What you have to do
Which rows below contain the string "glass"? Pick out each one and copy it in full.

Dataset
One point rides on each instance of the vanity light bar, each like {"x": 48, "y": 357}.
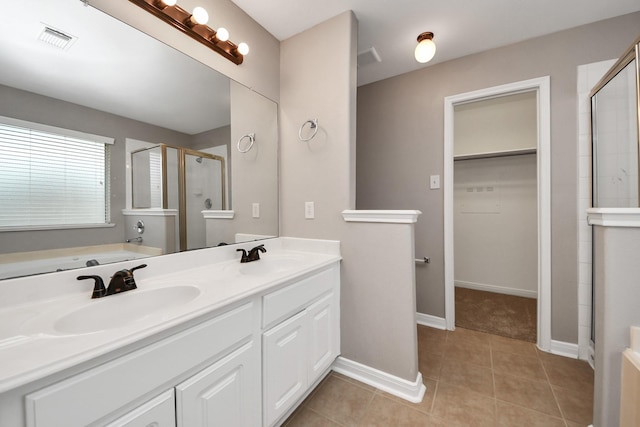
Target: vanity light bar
{"x": 186, "y": 22}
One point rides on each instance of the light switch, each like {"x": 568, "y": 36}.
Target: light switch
{"x": 434, "y": 182}
{"x": 309, "y": 210}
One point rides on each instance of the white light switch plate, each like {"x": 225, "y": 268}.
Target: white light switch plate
{"x": 434, "y": 182}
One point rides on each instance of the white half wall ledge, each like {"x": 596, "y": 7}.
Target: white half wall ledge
{"x": 150, "y": 212}
{"x": 614, "y": 217}
{"x": 385, "y": 216}
{"x": 213, "y": 214}
{"x": 407, "y": 390}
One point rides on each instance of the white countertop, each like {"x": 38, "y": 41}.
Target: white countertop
{"x": 31, "y": 347}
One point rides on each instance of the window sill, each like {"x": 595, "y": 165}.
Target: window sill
{"x": 54, "y": 227}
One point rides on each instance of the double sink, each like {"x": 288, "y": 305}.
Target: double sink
{"x": 152, "y": 301}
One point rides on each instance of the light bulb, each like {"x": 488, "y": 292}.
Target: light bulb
{"x": 200, "y": 16}
{"x": 222, "y": 34}
{"x": 426, "y": 48}
{"x": 243, "y": 48}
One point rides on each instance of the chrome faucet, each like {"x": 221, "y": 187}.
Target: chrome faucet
{"x": 121, "y": 281}
{"x": 252, "y": 255}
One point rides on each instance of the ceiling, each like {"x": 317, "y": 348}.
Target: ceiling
{"x": 461, "y": 27}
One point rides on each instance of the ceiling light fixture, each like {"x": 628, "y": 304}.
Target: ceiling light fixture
{"x": 426, "y": 48}
{"x": 195, "y": 25}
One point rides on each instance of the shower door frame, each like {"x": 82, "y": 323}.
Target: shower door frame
{"x": 182, "y": 188}
{"x": 182, "y": 183}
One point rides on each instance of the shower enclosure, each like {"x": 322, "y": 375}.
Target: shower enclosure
{"x": 185, "y": 180}
{"x": 614, "y": 120}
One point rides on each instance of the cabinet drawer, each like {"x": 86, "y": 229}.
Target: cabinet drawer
{"x": 92, "y": 395}
{"x": 287, "y": 301}
{"x": 159, "y": 412}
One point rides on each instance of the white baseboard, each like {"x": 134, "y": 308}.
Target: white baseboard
{"x": 564, "y": 349}
{"x": 411, "y": 391}
{"x": 496, "y": 289}
{"x": 431, "y": 321}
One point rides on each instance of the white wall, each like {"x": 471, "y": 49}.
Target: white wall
{"x": 495, "y": 225}
{"x": 318, "y": 80}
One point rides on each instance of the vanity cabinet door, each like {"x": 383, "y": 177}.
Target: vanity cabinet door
{"x": 284, "y": 366}
{"x": 225, "y": 394}
{"x": 324, "y": 338}
{"x": 159, "y": 412}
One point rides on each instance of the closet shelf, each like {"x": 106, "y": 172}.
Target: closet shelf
{"x": 492, "y": 154}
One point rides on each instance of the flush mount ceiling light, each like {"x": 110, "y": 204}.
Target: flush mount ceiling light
{"x": 426, "y": 48}
{"x": 195, "y": 25}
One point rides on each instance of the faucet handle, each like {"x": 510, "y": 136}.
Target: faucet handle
{"x": 98, "y": 288}
{"x": 244, "y": 257}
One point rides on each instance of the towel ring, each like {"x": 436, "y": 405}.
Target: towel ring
{"x": 313, "y": 124}
{"x": 252, "y": 139}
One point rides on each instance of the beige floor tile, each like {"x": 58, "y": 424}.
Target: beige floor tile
{"x": 508, "y": 345}
{"x": 305, "y": 417}
{"x": 430, "y": 364}
{"x": 427, "y": 401}
{"x": 386, "y": 412}
{"x": 572, "y": 424}
{"x": 470, "y": 376}
{"x": 567, "y": 373}
{"x": 466, "y": 335}
{"x": 516, "y": 416}
{"x": 476, "y": 352}
{"x": 531, "y": 394}
{"x": 515, "y": 364}
{"x": 341, "y": 401}
{"x": 576, "y": 405}
{"x": 457, "y": 406}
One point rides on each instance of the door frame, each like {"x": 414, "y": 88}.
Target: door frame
{"x": 542, "y": 86}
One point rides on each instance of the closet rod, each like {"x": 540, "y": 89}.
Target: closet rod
{"x": 494, "y": 154}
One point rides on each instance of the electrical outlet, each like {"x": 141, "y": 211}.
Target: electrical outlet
{"x": 309, "y": 210}
{"x": 434, "y": 182}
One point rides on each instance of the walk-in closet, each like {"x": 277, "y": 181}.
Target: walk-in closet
{"x": 496, "y": 215}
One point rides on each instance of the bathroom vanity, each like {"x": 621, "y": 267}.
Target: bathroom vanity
{"x": 204, "y": 340}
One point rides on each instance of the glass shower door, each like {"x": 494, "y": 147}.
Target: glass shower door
{"x": 615, "y": 142}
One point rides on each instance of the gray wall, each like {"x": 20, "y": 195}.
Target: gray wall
{"x": 31, "y": 107}
{"x": 400, "y": 143}
{"x": 318, "y": 80}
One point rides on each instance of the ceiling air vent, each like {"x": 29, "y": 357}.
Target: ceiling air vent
{"x": 56, "y": 38}
{"x": 369, "y": 56}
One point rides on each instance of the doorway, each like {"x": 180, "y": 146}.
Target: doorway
{"x": 541, "y": 88}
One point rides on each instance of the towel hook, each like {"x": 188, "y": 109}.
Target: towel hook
{"x": 313, "y": 125}
{"x": 252, "y": 139}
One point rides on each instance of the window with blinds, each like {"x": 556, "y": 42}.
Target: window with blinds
{"x": 52, "y": 177}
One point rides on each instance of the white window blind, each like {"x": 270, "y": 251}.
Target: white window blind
{"x": 52, "y": 177}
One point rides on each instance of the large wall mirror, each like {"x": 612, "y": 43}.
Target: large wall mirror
{"x": 215, "y": 184}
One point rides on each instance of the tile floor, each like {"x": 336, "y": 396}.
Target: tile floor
{"x": 472, "y": 379}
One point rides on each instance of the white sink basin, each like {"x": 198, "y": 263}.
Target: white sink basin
{"x": 267, "y": 265}
{"x": 116, "y": 311}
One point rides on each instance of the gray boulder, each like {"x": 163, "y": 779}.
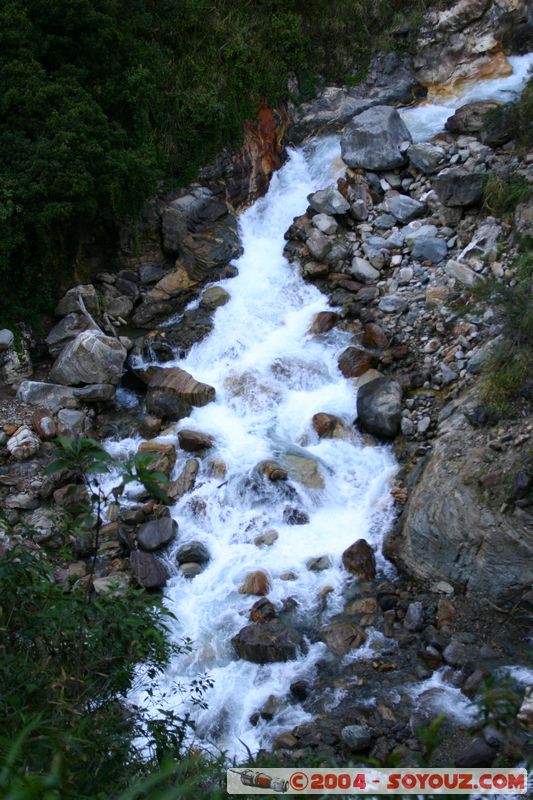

Task answer
One point rides on each instance of the glass shower door, each like {"x": 494, "y": 147}.
Target: glass shower door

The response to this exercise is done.